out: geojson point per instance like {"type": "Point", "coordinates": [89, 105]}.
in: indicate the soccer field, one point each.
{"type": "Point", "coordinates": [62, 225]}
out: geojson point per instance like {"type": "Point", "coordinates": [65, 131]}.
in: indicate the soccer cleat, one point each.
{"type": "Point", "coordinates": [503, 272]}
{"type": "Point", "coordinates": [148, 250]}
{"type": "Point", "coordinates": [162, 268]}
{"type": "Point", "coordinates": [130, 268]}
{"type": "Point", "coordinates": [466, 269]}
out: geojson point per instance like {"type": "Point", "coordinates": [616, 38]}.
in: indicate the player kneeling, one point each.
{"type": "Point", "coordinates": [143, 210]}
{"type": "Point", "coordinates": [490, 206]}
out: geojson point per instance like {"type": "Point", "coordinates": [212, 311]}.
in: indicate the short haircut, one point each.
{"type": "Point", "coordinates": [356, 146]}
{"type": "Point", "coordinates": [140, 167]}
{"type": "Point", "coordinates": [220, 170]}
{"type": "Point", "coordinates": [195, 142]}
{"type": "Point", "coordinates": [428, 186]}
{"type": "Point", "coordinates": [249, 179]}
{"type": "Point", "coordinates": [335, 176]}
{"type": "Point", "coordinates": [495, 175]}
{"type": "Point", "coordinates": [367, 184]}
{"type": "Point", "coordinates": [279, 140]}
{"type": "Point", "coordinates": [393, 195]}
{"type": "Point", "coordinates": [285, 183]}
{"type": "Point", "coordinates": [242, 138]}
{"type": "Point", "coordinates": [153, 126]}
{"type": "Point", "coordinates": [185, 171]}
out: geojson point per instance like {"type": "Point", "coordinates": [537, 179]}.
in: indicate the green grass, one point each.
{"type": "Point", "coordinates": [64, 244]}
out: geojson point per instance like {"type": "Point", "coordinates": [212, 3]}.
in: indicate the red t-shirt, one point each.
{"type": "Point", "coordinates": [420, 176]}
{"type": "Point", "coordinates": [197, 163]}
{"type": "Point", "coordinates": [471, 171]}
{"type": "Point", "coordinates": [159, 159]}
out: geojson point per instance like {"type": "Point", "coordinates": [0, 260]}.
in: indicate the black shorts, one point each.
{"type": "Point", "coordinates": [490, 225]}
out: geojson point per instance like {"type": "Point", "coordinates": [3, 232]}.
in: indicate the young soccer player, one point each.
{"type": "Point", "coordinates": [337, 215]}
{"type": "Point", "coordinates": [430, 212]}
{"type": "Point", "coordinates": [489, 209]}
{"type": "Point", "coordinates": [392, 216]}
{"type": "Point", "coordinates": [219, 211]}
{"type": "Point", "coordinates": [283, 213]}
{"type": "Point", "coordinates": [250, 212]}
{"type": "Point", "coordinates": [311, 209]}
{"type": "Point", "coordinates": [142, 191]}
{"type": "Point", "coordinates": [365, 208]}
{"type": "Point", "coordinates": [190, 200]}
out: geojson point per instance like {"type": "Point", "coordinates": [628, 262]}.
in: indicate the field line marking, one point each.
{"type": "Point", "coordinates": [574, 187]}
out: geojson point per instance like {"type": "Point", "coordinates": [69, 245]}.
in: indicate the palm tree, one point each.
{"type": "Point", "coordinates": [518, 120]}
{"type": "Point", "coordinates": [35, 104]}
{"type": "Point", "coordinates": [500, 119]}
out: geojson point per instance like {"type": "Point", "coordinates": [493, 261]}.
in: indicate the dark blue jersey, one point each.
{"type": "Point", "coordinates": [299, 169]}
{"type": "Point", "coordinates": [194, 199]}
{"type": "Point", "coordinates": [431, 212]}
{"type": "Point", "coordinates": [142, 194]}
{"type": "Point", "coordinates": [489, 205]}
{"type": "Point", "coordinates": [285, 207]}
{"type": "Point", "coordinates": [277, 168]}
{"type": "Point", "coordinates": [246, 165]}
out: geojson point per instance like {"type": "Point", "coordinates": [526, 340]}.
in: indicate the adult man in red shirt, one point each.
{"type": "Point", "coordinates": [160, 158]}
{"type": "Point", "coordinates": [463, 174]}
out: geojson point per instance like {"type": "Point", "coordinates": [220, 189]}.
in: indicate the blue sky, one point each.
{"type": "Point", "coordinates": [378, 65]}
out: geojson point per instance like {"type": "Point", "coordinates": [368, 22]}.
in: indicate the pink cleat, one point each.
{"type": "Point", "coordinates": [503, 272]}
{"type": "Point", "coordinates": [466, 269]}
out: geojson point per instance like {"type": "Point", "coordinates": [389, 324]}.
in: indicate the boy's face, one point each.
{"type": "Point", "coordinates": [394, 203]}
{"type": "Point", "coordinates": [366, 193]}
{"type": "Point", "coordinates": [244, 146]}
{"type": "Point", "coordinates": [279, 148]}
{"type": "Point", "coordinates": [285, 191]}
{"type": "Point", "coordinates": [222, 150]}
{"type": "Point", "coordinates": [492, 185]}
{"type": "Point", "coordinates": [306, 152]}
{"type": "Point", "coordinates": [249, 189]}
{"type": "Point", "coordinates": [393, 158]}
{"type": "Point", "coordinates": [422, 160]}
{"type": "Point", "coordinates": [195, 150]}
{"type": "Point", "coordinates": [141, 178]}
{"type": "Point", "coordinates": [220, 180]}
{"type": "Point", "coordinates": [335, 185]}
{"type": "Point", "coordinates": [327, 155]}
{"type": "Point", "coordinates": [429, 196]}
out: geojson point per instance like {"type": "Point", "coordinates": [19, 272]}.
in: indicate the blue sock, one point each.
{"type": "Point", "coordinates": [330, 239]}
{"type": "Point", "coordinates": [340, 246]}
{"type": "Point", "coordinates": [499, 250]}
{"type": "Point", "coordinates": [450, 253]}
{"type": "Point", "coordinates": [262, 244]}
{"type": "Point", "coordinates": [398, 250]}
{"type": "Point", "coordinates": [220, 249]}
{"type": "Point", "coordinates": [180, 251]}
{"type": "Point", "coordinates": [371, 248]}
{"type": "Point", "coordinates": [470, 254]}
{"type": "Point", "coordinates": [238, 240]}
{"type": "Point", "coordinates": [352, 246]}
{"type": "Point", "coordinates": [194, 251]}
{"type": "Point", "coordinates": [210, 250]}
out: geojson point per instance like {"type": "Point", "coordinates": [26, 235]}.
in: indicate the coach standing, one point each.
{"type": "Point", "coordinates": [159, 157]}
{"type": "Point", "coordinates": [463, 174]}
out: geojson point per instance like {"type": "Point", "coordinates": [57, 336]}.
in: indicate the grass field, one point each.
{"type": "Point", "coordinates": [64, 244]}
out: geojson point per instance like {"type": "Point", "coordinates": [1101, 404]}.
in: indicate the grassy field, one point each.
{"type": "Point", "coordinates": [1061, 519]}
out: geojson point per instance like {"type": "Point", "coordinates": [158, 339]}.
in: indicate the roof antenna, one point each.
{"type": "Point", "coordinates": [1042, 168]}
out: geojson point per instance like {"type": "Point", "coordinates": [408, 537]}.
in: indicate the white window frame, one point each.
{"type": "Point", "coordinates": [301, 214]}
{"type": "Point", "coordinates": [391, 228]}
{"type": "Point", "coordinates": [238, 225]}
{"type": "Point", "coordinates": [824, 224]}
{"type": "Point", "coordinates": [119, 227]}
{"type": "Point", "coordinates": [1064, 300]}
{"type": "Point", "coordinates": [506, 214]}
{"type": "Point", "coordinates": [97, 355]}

________

**WORK REQUIRED:**
Without changing anything, repeat every record above.

**ANSWER TO THIS PROBLEM:**
out: geojson point per instance like {"type": "Point", "coordinates": [89, 105]}.
in: indicate the soccer field, one point each.
{"type": "Point", "coordinates": [62, 225]}
out: geojson point per instance like {"type": "Point", "coordinates": [65, 131]}.
in: indicate the soccer cleat, one point each.
{"type": "Point", "coordinates": [503, 272]}
{"type": "Point", "coordinates": [148, 250]}
{"type": "Point", "coordinates": [162, 268]}
{"type": "Point", "coordinates": [130, 268]}
{"type": "Point", "coordinates": [466, 269]}
out: geojson point per instance like {"type": "Point", "coordinates": [616, 38]}.
in: indicate the player kneeling, one point each.
{"type": "Point", "coordinates": [143, 210]}
{"type": "Point", "coordinates": [490, 206]}
out: geojson point per instance like {"type": "Point", "coordinates": [212, 311]}.
in: indicate the short haircut, one point each.
{"type": "Point", "coordinates": [356, 146]}
{"type": "Point", "coordinates": [140, 167]}
{"type": "Point", "coordinates": [220, 170]}
{"type": "Point", "coordinates": [195, 142]}
{"type": "Point", "coordinates": [428, 186]}
{"type": "Point", "coordinates": [249, 179]}
{"type": "Point", "coordinates": [335, 176]}
{"type": "Point", "coordinates": [495, 175]}
{"type": "Point", "coordinates": [367, 184]}
{"type": "Point", "coordinates": [279, 140]}
{"type": "Point", "coordinates": [393, 195]}
{"type": "Point", "coordinates": [285, 183]}
{"type": "Point", "coordinates": [242, 138]}
{"type": "Point", "coordinates": [153, 126]}
{"type": "Point", "coordinates": [185, 171]}
out: geojson point per instance like {"type": "Point", "coordinates": [537, 179]}.
in: indicate the green grass, one point each.
{"type": "Point", "coordinates": [64, 244]}
out: geojson point per instance like {"type": "Point", "coordinates": [212, 3]}.
in: indicate the red t-shirt, one point each.
{"type": "Point", "coordinates": [420, 176]}
{"type": "Point", "coordinates": [197, 163]}
{"type": "Point", "coordinates": [471, 171]}
{"type": "Point", "coordinates": [159, 159]}
out: geojson point per instance like {"type": "Point", "coordinates": [0, 260]}.
in: indicate the black shorts, one point each.
{"type": "Point", "coordinates": [490, 225]}
out: geojson point per instance like {"type": "Point", "coordinates": [3, 232]}.
in: indicate the young soccer player, one point each.
{"type": "Point", "coordinates": [337, 215]}
{"type": "Point", "coordinates": [430, 212]}
{"type": "Point", "coordinates": [489, 209]}
{"type": "Point", "coordinates": [392, 216]}
{"type": "Point", "coordinates": [219, 211]}
{"type": "Point", "coordinates": [283, 213]}
{"type": "Point", "coordinates": [250, 212]}
{"type": "Point", "coordinates": [311, 209]}
{"type": "Point", "coordinates": [142, 191]}
{"type": "Point", "coordinates": [365, 208]}
{"type": "Point", "coordinates": [190, 200]}
out: geojson point per instance like {"type": "Point", "coordinates": [628, 262]}.
in: indicate the field line marking, one point each.
{"type": "Point", "coordinates": [574, 187]}
out: geojson point per instance like {"type": "Point", "coordinates": [69, 245]}.
in: indicate the palm tree, one point each.
{"type": "Point", "coordinates": [518, 120]}
{"type": "Point", "coordinates": [35, 104]}
{"type": "Point", "coordinates": [500, 119]}
out: geojson point per instance like {"type": "Point", "coordinates": [493, 261]}.
in: indicate the dark blue jersey, one point each.
{"type": "Point", "coordinates": [299, 169]}
{"type": "Point", "coordinates": [194, 199]}
{"type": "Point", "coordinates": [431, 212]}
{"type": "Point", "coordinates": [142, 194]}
{"type": "Point", "coordinates": [489, 205]}
{"type": "Point", "coordinates": [285, 207]}
{"type": "Point", "coordinates": [277, 168]}
{"type": "Point", "coordinates": [246, 165]}
out: geojson point per instance like {"type": "Point", "coordinates": [526, 340]}.
in: indicate the adult man in red shirt, one point each.
{"type": "Point", "coordinates": [160, 158]}
{"type": "Point", "coordinates": [463, 174]}
out: geojson point per instance like {"type": "Point", "coordinates": [220, 189]}.
in: indicate the blue sky, one point each.
{"type": "Point", "coordinates": [378, 65]}
out: geojson point per instance like {"type": "Point", "coordinates": [368, 22]}.
in: indicate the pink cleat, one point each.
{"type": "Point", "coordinates": [503, 272]}
{"type": "Point", "coordinates": [466, 269]}
out: geojson point per instance like {"type": "Point", "coordinates": [389, 324]}.
in: indicate the boy's face, one point each.
{"type": "Point", "coordinates": [394, 203]}
{"type": "Point", "coordinates": [366, 193]}
{"type": "Point", "coordinates": [244, 146]}
{"type": "Point", "coordinates": [279, 148]}
{"type": "Point", "coordinates": [285, 191]}
{"type": "Point", "coordinates": [222, 150]}
{"type": "Point", "coordinates": [492, 185]}
{"type": "Point", "coordinates": [306, 152]}
{"type": "Point", "coordinates": [249, 189]}
{"type": "Point", "coordinates": [393, 158]}
{"type": "Point", "coordinates": [422, 160]}
{"type": "Point", "coordinates": [195, 150]}
{"type": "Point", "coordinates": [141, 178]}
{"type": "Point", "coordinates": [220, 180]}
{"type": "Point", "coordinates": [335, 185]}
{"type": "Point", "coordinates": [327, 155]}
{"type": "Point", "coordinates": [429, 196]}
out: geojson point per instance like {"type": "Point", "coordinates": [19, 272]}.
in: indicate the blue sock, one point each.
{"type": "Point", "coordinates": [330, 239]}
{"type": "Point", "coordinates": [340, 246]}
{"type": "Point", "coordinates": [499, 250]}
{"type": "Point", "coordinates": [450, 253]}
{"type": "Point", "coordinates": [262, 244]}
{"type": "Point", "coordinates": [398, 250]}
{"type": "Point", "coordinates": [220, 249]}
{"type": "Point", "coordinates": [180, 251]}
{"type": "Point", "coordinates": [371, 248]}
{"type": "Point", "coordinates": [470, 254]}
{"type": "Point", "coordinates": [238, 240]}
{"type": "Point", "coordinates": [352, 246]}
{"type": "Point", "coordinates": [194, 251]}
{"type": "Point", "coordinates": [210, 250]}
out: geojson point per instance like {"type": "Point", "coordinates": [26, 235]}.
in: indicate the coach standing, one point each.
{"type": "Point", "coordinates": [159, 157]}
{"type": "Point", "coordinates": [463, 174]}
out: geojson point per instance like {"type": "Point", "coordinates": [57, 336]}.
in: indicate the grass field, one point each.
{"type": "Point", "coordinates": [64, 244]}
out: geojson point per instance like {"type": "Point", "coordinates": [1101, 404]}.
in: indicate the grassy field, one point each.
{"type": "Point", "coordinates": [1061, 519]}
out: geojson point per instance like {"type": "Point", "coordinates": [158, 339]}.
in: indicate the roof antenna, one point each.
{"type": "Point", "coordinates": [1042, 168]}
out: geojson point per instance like {"type": "Point", "coordinates": [408, 537]}.
in: indicate the white window frame, one point each.
{"type": "Point", "coordinates": [301, 214]}
{"type": "Point", "coordinates": [391, 228]}
{"type": "Point", "coordinates": [238, 225]}
{"type": "Point", "coordinates": [824, 224]}
{"type": "Point", "coordinates": [119, 227]}
{"type": "Point", "coordinates": [1064, 300]}
{"type": "Point", "coordinates": [506, 214]}
{"type": "Point", "coordinates": [97, 355]}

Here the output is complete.